Selected excerpt:
--------------------

= Pavao Dragičević =

Bosnian bishop

Pavao Dragičević (c. 1696 – 14 February 1773) was a Bosnian-Herzegovinian prelate of the Catholic Church who served as the apostolic vicar of Bosnia from 1740 to his resignation in 1766.

== Biography ==

Dragičević was born in Tješilo near Fojnica in the Ottoman Bosnia and Herzegovina. He was educated at the Fojnica friary and in Italy. Afterwards, he performed various pastoral duties and was a definitor of the Franciscan Province of Bosnia from 1738 to 1740.

After the death of the apostolic vicar of Bosnia Mato Divelić, Archbishop Vicko Zmajević of Zadar proposed Dragičević as his successor. The Congregation for the Propagation of the Faith accepted the proposal, so Pope Benedict XIV approved the Congregation's appointment on 14 November 1740 and on 15 December appointed Dragičević the apostolic vicar of Bosnia and the titular bishop of Dium. He was consecrated on 29 June 1741 in Zadar with Zmajević as his principal consecrator.

--------------------

Brief 1: Lay out the entries between the line containing "Locate every white balcony" and the line containing "420,549,578,698", inclusive, as a JSON list of strings with one string per line and blank lines omitted.
The entries have no connection to the Pavao Dragičević biography.

Records for this task:
--------------------

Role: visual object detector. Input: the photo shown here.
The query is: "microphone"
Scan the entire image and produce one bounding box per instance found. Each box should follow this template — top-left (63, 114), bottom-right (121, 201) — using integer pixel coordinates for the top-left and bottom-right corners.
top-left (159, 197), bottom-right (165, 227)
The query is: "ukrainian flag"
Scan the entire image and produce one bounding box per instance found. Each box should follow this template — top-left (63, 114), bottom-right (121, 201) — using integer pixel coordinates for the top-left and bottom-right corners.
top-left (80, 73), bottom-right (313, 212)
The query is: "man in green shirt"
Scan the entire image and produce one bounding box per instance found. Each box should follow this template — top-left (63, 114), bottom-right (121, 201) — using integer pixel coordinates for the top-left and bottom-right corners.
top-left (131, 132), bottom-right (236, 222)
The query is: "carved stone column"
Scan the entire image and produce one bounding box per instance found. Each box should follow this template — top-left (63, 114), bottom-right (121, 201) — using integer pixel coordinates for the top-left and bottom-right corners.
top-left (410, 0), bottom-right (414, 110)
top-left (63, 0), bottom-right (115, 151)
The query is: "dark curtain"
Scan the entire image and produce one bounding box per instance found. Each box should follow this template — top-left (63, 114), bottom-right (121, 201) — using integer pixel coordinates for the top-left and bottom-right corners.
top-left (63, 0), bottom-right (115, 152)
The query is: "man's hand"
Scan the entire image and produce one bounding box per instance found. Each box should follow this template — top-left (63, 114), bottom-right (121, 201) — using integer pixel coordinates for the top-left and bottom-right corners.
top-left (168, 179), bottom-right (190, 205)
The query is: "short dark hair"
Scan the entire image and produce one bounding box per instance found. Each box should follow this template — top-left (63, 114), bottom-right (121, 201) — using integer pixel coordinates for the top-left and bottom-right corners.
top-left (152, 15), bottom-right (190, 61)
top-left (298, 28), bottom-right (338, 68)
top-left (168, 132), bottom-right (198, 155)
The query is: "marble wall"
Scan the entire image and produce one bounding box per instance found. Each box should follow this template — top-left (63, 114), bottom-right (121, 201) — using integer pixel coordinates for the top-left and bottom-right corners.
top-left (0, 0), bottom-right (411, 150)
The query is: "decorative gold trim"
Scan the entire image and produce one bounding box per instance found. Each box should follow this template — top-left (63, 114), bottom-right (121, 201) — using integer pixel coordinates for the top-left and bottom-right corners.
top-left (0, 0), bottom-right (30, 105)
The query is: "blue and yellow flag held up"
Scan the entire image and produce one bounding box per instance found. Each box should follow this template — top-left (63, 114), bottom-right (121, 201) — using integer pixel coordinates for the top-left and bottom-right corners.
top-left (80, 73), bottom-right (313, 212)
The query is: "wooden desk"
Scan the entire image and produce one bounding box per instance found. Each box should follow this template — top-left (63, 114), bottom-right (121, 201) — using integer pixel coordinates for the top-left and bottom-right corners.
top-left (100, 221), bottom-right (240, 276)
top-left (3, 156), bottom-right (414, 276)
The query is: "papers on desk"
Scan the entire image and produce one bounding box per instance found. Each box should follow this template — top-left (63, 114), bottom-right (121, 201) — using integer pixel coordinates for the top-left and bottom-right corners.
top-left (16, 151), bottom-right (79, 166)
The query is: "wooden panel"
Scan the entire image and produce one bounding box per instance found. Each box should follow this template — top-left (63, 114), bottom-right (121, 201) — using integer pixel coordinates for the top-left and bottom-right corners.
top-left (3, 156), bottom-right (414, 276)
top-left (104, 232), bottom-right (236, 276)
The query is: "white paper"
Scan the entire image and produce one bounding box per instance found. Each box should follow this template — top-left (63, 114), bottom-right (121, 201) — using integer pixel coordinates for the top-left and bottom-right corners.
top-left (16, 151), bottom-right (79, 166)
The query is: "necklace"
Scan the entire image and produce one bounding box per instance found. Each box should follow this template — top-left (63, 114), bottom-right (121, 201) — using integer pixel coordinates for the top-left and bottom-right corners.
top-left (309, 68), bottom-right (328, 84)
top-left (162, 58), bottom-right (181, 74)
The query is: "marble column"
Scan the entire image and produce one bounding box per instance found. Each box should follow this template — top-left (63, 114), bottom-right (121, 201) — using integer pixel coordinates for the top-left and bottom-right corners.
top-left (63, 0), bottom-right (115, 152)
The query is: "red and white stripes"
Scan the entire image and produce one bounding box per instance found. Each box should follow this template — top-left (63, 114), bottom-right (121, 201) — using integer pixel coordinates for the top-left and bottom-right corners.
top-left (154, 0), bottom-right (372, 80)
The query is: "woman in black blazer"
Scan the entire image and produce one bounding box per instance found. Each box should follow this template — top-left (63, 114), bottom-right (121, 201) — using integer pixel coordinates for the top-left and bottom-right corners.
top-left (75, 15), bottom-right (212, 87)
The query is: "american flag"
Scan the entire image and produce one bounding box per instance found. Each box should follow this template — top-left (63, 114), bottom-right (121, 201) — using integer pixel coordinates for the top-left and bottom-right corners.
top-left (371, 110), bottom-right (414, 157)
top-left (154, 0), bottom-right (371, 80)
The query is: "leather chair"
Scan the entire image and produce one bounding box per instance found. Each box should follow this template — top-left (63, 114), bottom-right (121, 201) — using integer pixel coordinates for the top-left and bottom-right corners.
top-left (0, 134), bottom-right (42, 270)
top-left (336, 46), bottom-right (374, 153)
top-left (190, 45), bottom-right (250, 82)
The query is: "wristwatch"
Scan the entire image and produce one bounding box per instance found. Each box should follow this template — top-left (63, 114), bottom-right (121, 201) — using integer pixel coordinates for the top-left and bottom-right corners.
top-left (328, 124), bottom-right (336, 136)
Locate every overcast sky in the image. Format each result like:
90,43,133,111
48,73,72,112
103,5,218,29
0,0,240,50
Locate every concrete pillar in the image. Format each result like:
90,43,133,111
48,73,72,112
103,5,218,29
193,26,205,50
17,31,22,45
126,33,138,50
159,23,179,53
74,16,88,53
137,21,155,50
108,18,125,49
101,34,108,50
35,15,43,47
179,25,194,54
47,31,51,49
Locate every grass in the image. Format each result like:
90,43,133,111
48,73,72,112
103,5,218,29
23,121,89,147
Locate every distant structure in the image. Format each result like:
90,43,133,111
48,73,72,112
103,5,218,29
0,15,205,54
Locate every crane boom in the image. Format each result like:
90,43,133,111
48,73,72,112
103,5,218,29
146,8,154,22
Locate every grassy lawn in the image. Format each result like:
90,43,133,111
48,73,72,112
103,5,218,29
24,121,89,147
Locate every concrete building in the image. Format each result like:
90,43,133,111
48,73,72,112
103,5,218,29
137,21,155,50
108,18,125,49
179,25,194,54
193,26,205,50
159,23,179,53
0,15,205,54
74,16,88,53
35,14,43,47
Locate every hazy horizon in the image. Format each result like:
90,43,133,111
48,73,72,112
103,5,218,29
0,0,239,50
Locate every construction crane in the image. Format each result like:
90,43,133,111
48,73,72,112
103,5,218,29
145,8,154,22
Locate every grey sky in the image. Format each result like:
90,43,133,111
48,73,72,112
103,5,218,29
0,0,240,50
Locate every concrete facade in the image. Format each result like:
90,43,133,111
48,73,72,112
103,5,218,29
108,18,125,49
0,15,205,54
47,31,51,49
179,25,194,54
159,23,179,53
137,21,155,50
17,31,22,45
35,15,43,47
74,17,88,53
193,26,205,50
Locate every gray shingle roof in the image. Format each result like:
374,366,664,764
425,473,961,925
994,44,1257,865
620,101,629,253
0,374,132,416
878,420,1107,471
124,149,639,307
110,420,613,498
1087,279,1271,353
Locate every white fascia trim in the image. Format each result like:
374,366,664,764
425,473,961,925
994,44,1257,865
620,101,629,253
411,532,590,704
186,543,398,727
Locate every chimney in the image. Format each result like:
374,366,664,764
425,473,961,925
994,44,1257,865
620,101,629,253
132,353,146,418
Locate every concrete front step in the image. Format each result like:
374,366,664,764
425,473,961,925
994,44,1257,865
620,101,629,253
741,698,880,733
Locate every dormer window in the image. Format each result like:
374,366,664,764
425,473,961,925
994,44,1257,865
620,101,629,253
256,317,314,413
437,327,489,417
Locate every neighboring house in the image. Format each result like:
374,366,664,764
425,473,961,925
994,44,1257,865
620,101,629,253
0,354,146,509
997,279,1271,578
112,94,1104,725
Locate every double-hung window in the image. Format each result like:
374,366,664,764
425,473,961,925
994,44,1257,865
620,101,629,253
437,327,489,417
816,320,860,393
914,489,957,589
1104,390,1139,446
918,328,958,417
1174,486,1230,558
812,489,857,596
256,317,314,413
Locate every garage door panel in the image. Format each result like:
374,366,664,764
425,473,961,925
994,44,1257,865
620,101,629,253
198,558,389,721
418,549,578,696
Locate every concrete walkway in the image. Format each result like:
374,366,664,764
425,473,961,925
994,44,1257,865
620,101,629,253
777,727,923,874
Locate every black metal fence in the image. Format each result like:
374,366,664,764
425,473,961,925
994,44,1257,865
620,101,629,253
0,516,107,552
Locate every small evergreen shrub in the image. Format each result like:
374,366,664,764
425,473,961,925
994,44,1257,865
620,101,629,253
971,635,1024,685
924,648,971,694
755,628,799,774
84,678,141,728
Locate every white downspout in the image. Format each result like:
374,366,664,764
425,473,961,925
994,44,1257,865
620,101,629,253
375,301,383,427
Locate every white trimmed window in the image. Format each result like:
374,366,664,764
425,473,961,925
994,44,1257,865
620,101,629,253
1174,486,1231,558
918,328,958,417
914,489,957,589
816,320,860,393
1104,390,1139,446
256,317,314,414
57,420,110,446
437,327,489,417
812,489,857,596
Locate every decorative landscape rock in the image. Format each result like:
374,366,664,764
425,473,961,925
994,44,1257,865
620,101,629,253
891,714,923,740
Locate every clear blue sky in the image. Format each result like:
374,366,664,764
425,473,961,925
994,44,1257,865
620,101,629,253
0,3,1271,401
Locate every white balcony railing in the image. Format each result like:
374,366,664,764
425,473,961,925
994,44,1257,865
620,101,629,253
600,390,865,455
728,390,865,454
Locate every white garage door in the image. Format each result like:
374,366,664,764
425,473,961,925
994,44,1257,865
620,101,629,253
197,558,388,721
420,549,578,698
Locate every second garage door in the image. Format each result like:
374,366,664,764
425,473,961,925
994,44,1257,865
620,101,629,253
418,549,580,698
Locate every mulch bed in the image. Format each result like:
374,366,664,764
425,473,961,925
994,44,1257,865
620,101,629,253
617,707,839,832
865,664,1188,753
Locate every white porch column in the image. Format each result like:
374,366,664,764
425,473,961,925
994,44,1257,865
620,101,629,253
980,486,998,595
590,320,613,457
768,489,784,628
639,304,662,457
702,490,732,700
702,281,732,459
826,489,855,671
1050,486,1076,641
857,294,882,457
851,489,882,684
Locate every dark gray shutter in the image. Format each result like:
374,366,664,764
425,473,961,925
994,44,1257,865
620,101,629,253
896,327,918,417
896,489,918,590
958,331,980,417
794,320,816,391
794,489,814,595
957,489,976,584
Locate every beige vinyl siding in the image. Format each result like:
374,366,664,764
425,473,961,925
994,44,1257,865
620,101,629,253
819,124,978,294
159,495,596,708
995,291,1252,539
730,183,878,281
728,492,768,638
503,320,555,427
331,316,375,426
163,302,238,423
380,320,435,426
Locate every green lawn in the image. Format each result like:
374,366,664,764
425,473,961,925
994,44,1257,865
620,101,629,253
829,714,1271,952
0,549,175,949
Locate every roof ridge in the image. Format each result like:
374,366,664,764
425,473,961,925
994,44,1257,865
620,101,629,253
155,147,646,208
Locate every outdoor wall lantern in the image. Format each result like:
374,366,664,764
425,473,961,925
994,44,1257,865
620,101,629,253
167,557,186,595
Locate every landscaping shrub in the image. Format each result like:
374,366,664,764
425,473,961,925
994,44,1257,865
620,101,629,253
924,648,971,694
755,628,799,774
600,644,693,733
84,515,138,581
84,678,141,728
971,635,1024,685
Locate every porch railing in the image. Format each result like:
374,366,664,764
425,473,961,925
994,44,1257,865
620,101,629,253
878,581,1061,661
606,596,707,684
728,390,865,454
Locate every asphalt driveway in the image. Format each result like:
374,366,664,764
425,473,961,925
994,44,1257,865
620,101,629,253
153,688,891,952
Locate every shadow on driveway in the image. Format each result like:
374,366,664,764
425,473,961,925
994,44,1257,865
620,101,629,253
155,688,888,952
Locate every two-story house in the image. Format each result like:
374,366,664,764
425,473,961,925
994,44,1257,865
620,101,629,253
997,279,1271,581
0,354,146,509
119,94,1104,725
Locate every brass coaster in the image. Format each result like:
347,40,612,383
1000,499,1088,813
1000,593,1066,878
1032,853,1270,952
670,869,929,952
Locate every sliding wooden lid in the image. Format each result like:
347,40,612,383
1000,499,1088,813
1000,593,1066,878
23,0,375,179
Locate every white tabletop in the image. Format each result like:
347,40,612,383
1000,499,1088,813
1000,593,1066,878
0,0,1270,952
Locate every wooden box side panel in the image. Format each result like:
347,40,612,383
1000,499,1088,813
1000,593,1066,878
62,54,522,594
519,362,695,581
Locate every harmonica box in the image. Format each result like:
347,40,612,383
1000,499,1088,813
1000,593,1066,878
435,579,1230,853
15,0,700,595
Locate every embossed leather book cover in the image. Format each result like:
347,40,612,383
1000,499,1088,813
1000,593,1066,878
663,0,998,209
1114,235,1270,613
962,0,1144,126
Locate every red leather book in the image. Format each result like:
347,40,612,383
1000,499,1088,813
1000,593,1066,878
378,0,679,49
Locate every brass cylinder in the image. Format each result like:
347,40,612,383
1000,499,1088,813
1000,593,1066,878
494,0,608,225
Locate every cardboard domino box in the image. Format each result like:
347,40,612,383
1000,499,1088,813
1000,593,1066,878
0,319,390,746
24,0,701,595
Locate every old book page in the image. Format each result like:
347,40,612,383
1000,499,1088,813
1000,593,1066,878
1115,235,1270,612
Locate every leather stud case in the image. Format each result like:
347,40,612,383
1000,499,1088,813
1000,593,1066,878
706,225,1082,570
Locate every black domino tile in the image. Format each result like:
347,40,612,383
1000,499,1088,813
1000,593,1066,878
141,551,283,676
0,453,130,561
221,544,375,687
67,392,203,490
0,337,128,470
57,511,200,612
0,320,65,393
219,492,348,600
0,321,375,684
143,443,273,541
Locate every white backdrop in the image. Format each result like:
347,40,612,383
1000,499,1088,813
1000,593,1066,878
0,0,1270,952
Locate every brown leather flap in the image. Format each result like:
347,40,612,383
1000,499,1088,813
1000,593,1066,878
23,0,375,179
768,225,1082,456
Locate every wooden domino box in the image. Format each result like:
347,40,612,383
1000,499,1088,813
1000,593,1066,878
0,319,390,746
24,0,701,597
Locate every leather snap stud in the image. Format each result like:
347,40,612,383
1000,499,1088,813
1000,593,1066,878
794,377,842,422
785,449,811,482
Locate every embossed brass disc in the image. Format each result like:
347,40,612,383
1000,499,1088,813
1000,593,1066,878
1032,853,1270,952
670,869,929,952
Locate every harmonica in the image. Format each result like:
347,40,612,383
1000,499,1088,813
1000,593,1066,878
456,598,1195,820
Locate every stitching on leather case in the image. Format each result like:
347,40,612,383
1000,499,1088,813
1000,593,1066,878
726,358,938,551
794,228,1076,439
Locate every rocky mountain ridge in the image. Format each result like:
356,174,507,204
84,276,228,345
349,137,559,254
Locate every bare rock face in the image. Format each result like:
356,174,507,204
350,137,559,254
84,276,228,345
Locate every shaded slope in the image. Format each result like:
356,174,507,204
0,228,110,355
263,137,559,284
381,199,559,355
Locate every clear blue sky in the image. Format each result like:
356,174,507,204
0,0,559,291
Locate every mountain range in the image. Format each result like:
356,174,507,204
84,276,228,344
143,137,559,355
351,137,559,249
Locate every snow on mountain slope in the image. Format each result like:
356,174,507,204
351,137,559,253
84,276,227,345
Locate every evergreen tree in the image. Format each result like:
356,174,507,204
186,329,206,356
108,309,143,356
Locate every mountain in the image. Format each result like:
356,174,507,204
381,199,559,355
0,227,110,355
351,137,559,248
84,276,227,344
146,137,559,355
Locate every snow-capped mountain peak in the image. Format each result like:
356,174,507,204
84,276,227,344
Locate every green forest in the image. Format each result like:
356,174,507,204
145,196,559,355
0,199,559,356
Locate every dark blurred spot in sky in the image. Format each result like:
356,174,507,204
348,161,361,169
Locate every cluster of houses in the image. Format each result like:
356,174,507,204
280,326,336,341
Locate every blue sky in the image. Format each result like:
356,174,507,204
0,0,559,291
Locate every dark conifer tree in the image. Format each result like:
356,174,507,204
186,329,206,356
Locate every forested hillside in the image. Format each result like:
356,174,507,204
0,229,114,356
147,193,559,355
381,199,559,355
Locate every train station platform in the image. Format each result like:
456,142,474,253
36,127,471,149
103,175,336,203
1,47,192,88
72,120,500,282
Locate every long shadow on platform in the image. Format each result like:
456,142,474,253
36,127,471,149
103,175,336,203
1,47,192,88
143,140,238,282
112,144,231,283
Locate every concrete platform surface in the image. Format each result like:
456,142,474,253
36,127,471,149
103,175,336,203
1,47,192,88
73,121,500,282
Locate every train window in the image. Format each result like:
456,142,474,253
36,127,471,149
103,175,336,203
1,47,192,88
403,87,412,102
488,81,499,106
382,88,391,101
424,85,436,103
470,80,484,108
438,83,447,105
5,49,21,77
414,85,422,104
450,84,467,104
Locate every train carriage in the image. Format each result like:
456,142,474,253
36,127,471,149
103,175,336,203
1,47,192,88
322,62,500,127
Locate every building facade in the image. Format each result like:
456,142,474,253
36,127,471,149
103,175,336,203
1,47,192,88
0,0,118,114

--------------------

Brief 2: Output the Pavao Dragičević biography in full, reproducing every line verbatim.

Exercise output 1:
[
  "Locate every white balcony railing in the image. Format each result like:",
  "374,366,664,764",
  "425,473,961,925",
  "994,44,1257,865",
  "620,101,629,253",
  "600,390,865,455",
  "728,390,865,454",
  "Locate every white garage door in the image. Format each result like:",
  "374,366,664,764",
  "425,473,961,925",
  "994,44,1257,865",
  "620,101,629,253",
  "197,558,388,721",
  "420,549,578,698"
]

Exercise output 2:
= Pavao Dragičević =

Bosnian bishop

Pavao Dragičević (c. 1696 – 14 February 1773) was a Bosnian-Herzegovinian prelate of the Catholic Church who served as the apostolic vicar of Bosnia from 1740 to his resignation in 1766.

== Biography ==

Dragičević was born in Tješilo near Fojnica in the Ottoman Bosnia and Herzegovina. He was educated at the Fojnica friary and in Italy. Afterwards, he performed various pastoral duties and was a definitor of the Franciscan Province of Bosnia from 1738 to 1740.

After the death of the apostolic vicar of Bosnia Mato Divelić, Archbishop Vicko Zmajević of Zadar proposed Dragičević as his successor. The Congregation for the Propagation of the Faith accepted the proposal, so Pope Benedict XIV approved the Congregation's appointment on 14 November 1740 and on 15 December appointed Dragičević the apostolic vicar of Bosnia and the titular bishop of Dium. He was consecrated on 29 June 1741 in Zadar with Zmajević as his principal consecrator.